> [MATERIAL SHOWN]
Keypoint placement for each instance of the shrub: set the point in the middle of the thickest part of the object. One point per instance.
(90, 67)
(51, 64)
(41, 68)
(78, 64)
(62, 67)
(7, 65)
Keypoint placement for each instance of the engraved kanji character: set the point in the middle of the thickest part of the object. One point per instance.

> [GOAL]
Format every line of the listing above as a numbered list, leaving out any blank lines.

> [EXERCISE RESPONSE]
1. Keypoint placement for each instance of the shrub: set the point in the middle of the thickest part of the object. One point per instance.
2. (90, 67)
3. (51, 64)
4. (41, 68)
5. (78, 64)
6. (62, 67)
7. (7, 65)
8. Keypoint placement for each instance of the engraved kanji character: set the point in the middle of the thickest part of the object. One point per instance.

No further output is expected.